> **Prompt a**: Count the lines in the records that contain the word "window", treating case as significant, and give only the number.

# START OF Article

PROCEDURAL HISTORY AND STATEMENT OF FACTS
¶3. A DeSoto County grand jury indicted Wayne, Az-Hakim Oliver, and Kalani Tiapula for conspiracy to commit murder (Count I), the first-degree murder of Shavez Aldridge (Count II), and the first-degree murder of Rodney Clark (Count III). Wayne, Oliver, and Tiapula were tried together in a five-day trial beginning October 5, 2020.
¶4. Mickquez Aldridge and Davion Austin, who were both present on the evening of the shooting, testified for the State. They both testified that on April 1, 2019, they and Shavez were sitting at Shavez's grandmother's house on Tacoma Place (a cul-de-sac off of Lafayette Drive in Olive Branch, Mississippi) when Tiapula, Wayne, and Oliver pulled up to Wayne's grandmother's house, which was next door.
¶5. The group began arguing, mainly about a previous gun trade between Wayne and Rodney Clark that had resulted in Wayne owing Rodney either a gun or money. According to Mickquez and Davion, the co-defendants then drove off, and Oliver pointed a semi-automatic rifle out of the window of the car as they were leaving. Mickquez and Davion further testified that a few minutes later, Wayne and Oliver walked back to Tacoma Place. Oliver was carrying the semi-automatic rifle. Wayne testified in his own defense at trial and admitted he was carrying a Taurus 9-millimeter handgun. Davion testified that Oliver pointed the rifle at him, Shavez, and Mickquez and demanded they return “the gun.” Davion said that he, Shavez, and Mickquez all told Oliver and Wayne that they did not have a gun. At that point, Shavez called Rodney to bring the gun in question.

# END OF Article
# START OF Data to use

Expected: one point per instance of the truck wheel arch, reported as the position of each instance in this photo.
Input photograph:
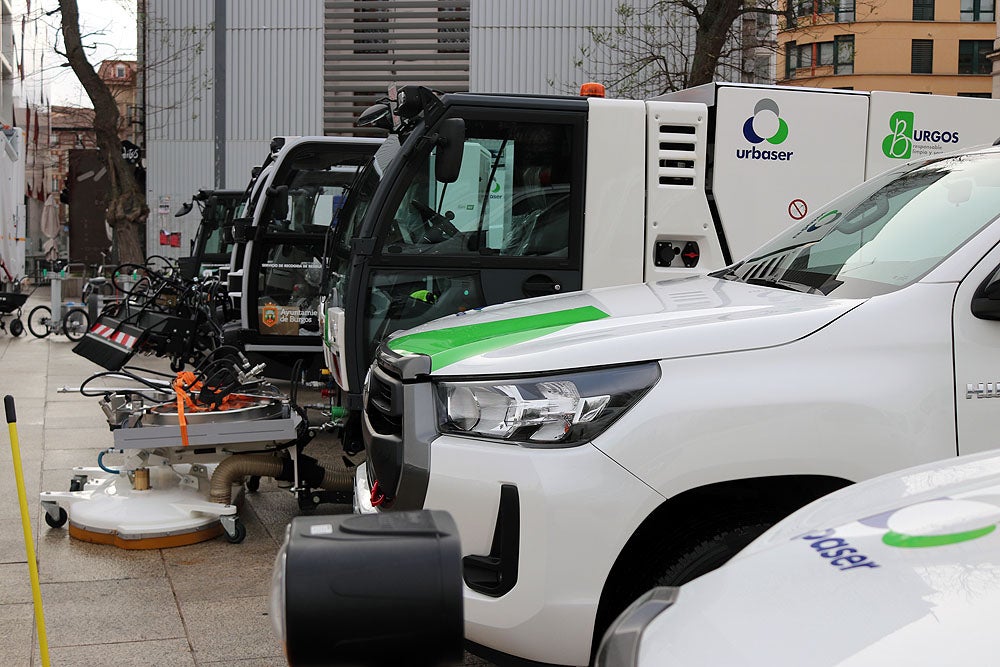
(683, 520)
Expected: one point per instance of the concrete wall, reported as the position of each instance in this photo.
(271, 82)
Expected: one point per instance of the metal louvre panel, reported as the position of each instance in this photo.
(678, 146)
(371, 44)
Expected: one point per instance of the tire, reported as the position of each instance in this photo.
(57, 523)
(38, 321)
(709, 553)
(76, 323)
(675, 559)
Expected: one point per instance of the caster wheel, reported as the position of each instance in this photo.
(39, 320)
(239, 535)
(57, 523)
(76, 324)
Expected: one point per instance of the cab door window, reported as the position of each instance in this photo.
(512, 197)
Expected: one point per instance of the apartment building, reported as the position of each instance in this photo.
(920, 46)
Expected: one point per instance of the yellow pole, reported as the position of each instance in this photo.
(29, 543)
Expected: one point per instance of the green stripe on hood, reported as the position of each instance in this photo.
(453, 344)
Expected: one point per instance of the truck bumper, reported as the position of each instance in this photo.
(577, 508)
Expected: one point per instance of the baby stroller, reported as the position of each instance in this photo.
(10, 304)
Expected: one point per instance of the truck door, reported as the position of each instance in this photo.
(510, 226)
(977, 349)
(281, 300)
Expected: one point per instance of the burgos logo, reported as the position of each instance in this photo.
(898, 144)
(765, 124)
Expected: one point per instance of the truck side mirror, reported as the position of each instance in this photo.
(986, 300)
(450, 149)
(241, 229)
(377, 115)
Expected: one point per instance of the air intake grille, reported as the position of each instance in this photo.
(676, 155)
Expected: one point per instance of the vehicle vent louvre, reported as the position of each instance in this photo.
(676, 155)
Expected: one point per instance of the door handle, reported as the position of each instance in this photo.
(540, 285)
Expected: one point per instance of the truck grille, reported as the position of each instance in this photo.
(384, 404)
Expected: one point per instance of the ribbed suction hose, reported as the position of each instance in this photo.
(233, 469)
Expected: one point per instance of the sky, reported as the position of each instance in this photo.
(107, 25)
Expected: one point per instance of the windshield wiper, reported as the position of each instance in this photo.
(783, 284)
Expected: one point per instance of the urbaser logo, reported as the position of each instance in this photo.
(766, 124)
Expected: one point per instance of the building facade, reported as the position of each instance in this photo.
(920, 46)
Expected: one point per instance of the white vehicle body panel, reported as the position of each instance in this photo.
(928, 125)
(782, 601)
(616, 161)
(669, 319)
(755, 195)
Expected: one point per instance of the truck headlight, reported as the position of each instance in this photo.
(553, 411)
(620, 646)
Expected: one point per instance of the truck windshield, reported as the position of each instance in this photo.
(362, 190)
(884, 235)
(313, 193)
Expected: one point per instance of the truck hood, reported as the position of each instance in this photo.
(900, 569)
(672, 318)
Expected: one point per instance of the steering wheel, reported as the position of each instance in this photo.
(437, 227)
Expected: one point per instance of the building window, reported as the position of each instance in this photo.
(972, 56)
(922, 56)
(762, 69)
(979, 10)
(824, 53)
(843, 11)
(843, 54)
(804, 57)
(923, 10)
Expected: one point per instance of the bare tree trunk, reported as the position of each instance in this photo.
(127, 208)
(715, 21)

# END OF Data to use

> **Prompt b**: According to the statement of facts, on what date did the joint trial of Wayne, Oliver, and Tiapula begin?

> **Full response a**: 2

> **Full response b**: October 5, 2020